Travail demandé:
1 – Relevez tous les noms de personnes précédés de « M. » dans le passage sur le vote de la majorité gouvernementale.
2 – Donnez, s'il vous plaît, la suite du passage sur le vote de la majorité gouvernementale, à partir de sa dernière phrase.

Texte sélectionné:

L’extrême gauche resta néanmoins fidèle aux déclarations de M. Cavallotti, en grossissant de ses voix la majorité du gouvernement, qui obtint 254 voix contre 96 ; — 46 députés s’abstinrent. Ces 96 voix, c’était toute la « gauche historique, » moins une vingtaine de députés groupés autour de M. Nicotera. C’était tout ce qui restait d’adhérens à M. Crispi et à M. Zanardelli, après les écrasantes majorités du temps passé ! Quant à l’extrême gauche, la persistance de ses votes ministériels s’expliquait par sa crainte de la possibilité d’un retour offensif de M. Crispi.

Données enregistrées:
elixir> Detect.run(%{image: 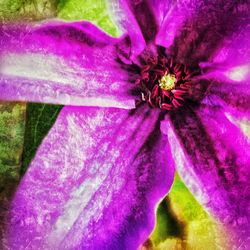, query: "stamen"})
[159,72,176,91]
[135,56,201,111]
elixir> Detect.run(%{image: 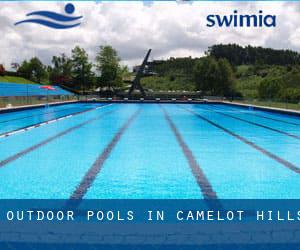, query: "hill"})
[0,76,36,84]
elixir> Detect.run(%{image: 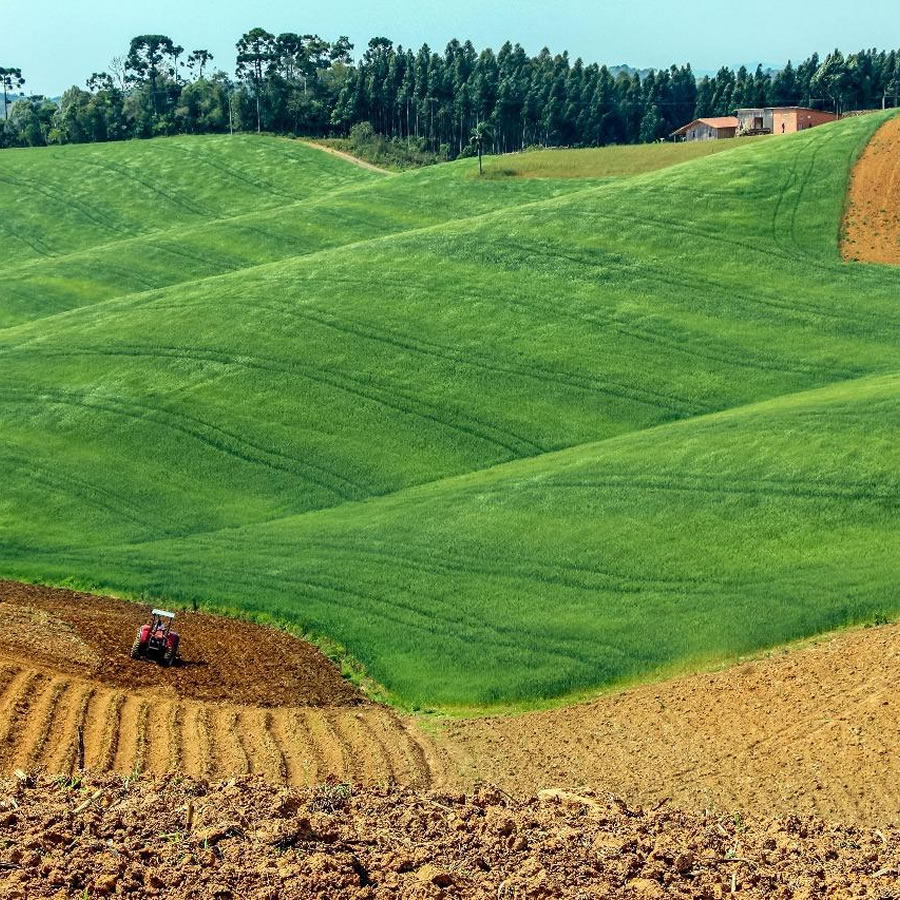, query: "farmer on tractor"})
[131,609,179,666]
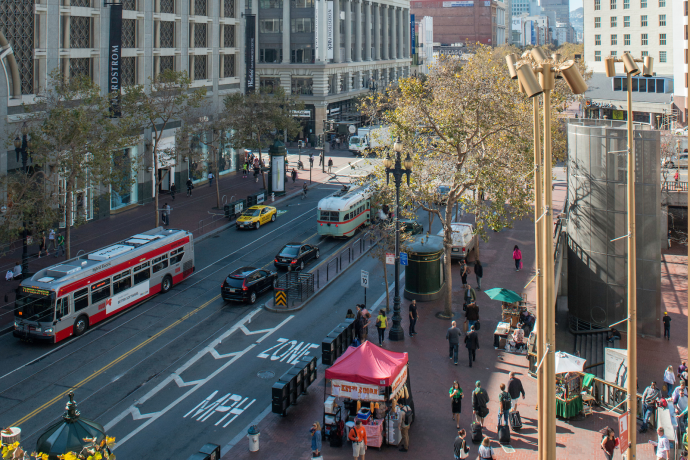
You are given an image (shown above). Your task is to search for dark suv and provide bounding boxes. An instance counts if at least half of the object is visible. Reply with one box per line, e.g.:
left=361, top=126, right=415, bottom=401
left=273, top=243, right=319, bottom=270
left=220, top=267, right=276, bottom=304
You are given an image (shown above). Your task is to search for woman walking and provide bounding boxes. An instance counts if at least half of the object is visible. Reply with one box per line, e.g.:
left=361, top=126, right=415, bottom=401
left=311, top=422, right=321, bottom=457
left=513, top=244, right=522, bottom=272
left=376, top=308, right=388, bottom=347
left=448, top=380, right=465, bottom=429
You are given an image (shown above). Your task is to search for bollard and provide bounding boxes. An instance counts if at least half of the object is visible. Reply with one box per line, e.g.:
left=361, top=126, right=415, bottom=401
left=247, top=425, right=260, bottom=452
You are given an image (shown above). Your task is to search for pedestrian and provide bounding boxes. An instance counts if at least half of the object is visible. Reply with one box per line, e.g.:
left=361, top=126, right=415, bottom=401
left=664, top=366, right=676, bottom=398
left=453, top=430, right=470, bottom=460
left=661, top=311, right=671, bottom=340
left=376, top=308, right=388, bottom=346
left=497, top=383, right=513, bottom=426
left=649, top=427, right=671, bottom=460
left=477, top=436, right=495, bottom=460
left=465, top=325, right=479, bottom=367
left=640, top=382, right=661, bottom=433
left=446, top=321, right=462, bottom=364
left=409, top=300, right=419, bottom=337
left=46, top=228, right=57, bottom=256
left=508, top=372, right=525, bottom=412
left=310, top=422, right=321, bottom=457
left=448, top=380, right=465, bottom=429
left=55, top=232, right=65, bottom=259
left=347, top=419, right=367, bottom=460
left=513, top=244, right=522, bottom=272
left=474, top=259, right=484, bottom=291
left=465, top=303, right=479, bottom=330
left=601, top=427, right=618, bottom=460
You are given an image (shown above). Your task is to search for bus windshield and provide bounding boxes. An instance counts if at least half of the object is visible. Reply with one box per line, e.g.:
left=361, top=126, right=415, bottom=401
left=14, top=287, right=55, bottom=322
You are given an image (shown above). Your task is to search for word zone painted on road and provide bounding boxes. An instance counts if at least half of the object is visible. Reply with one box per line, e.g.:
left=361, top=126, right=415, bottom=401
left=183, top=390, right=256, bottom=428
left=257, top=338, right=319, bottom=364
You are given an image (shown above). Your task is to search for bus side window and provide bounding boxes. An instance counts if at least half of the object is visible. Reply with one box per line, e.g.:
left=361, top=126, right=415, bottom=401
left=134, top=262, right=151, bottom=284
left=55, top=297, right=69, bottom=320
left=74, top=288, right=89, bottom=311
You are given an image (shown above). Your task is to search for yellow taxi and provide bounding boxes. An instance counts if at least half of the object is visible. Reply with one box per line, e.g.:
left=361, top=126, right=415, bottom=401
left=235, top=205, right=277, bottom=230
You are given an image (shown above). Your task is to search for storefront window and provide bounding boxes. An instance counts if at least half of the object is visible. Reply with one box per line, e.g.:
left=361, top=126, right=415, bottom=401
left=110, top=147, right=139, bottom=210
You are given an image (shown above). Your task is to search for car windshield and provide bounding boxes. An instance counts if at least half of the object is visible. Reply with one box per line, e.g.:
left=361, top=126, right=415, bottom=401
left=14, top=291, right=55, bottom=322
left=242, top=209, right=261, bottom=217
left=280, top=246, right=299, bottom=257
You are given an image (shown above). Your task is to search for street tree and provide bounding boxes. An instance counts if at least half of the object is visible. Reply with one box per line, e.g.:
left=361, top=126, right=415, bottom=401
left=363, top=46, right=533, bottom=316
left=24, top=70, right=139, bottom=258
left=122, top=69, right=206, bottom=227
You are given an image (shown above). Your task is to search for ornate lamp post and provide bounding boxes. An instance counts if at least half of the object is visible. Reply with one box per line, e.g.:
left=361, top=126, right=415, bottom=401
left=14, top=123, right=30, bottom=279
left=383, top=139, right=412, bottom=341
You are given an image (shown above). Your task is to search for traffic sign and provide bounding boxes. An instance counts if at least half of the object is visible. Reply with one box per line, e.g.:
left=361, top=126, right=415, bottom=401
left=361, top=270, right=369, bottom=288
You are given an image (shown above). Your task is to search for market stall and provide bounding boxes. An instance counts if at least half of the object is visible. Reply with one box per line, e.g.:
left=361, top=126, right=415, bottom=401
left=324, top=341, right=414, bottom=447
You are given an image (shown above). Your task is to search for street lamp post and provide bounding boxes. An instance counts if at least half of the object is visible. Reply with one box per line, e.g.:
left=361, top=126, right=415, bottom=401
left=14, top=124, right=29, bottom=279
left=383, top=139, right=412, bottom=341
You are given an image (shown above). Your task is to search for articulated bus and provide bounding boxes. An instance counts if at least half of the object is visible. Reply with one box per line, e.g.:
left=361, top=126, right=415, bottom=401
left=317, top=187, right=371, bottom=238
left=14, top=227, right=194, bottom=343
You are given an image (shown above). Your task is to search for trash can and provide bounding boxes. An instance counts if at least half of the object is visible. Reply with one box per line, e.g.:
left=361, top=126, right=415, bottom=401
left=247, top=425, right=261, bottom=452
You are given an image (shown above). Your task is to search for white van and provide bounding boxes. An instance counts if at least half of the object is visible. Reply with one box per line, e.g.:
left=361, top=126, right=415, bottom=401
left=438, top=222, right=478, bottom=259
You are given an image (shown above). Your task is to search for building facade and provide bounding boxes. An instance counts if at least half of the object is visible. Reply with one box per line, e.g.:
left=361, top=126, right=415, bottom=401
left=0, top=0, right=244, bottom=220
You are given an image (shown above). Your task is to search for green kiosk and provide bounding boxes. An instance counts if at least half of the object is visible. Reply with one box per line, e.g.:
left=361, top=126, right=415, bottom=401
left=405, top=235, right=446, bottom=302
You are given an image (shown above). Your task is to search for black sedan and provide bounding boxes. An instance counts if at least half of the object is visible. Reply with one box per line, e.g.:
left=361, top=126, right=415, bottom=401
left=273, top=243, right=319, bottom=270
left=220, top=267, right=277, bottom=304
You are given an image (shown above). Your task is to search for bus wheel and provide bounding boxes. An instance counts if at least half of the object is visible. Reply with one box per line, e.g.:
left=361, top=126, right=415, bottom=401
left=161, top=275, right=172, bottom=294
left=73, top=315, right=89, bottom=337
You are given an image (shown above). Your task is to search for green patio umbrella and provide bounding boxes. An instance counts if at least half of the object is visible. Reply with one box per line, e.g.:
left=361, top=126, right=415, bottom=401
left=484, top=288, right=522, bottom=303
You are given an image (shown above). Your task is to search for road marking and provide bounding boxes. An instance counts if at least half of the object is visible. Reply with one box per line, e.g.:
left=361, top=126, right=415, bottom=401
left=10, top=295, right=220, bottom=426
left=105, top=307, right=294, bottom=449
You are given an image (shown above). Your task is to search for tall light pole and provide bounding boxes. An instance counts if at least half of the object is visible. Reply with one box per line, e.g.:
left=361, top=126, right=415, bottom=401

Réponses par consigne:
1 – Cavallotti, Nicotera, Crispi, Zanardelli

2 –
Cette terreur de l’imminence du retour au pouvoir de leur prédécesseur, les nouveaux ministres l’avaient exploitée très habilement depuis le jour de leur avènement. Dans leurs conversations intimes, ce qu’ils s’appliquaient à démontrer, c’est que s’ils ne parvenaient pas à grouper autour d’eux une majorité suffisante, ils tomberaient dès les premières semaines de leur existence, et M. Crispi serait rappelé, — M. Crispi, dont personne ne voulait plus, effrayé que l’on était du tour violent et dangereux qu’il avait donné à la politique extérieure du royaume. Avec ses successeurs, en admettant même que l’on se trompât sur l’intention cachée qu’on leur supposait de travailler à la dissolution de la triple alliance, on se disait que l’on pourrait du moins toujours compter sur des pratiques diplomatiques modérées, amicales pour la France, et exclusives des incidens qui, dans le passé, avaient mis quotidiennement la paix en péril.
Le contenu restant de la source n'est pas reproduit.